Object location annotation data
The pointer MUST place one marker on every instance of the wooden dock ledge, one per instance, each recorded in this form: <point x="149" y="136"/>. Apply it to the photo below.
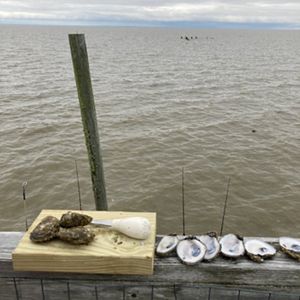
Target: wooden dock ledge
<point x="278" y="278"/>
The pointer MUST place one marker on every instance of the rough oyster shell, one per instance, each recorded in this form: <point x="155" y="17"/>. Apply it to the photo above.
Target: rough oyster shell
<point x="212" y="245"/>
<point x="190" y="250"/>
<point x="76" y="235"/>
<point x="290" y="246"/>
<point x="72" y="219"/>
<point x="46" y="230"/>
<point x="166" y="245"/>
<point x="232" y="246"/>
<point x="258" y="250"/>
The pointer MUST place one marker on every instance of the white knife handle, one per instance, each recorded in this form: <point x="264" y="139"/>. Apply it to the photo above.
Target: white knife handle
<point x="135" y="227"/>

§ **Written problem**:
Quote the entire listing above verbatim, leaving out the pictures.

§ **Solved problem**:
The pointer MUST place one marker on every instance of the wooden dock ledge, one per instance, each recorded in this form: <point x="149" y="136"/>. Apply it to the photo below.
Target: wooden dock ledge
<point x="278" y="278"/>
The pointer MUST place one marker on every instance of the rough oyster shell, one per instance, each recorded in this form: <point x="155" y="17"/>. Apply it to the photo above.
Target: rough oyster shell
<point x="212" y="245"/>
<point x="190" y="250"/>
<point x="76" y="235"/>
<point x="290" y="246"/>
<point x="72" y="219"/>
<point x="46" y="230"/>
<point x="166" y="245"/>
<point x="232" y="246"/>
<point x="258" y="250"/>
The pointer MUST place one marker on every instance of the white knife handle, one per instance, each recorded in this form: <point x="264" y="139"/>. Apply it to the photo above.
Target: white knife handle
<point x="135" y="227"/>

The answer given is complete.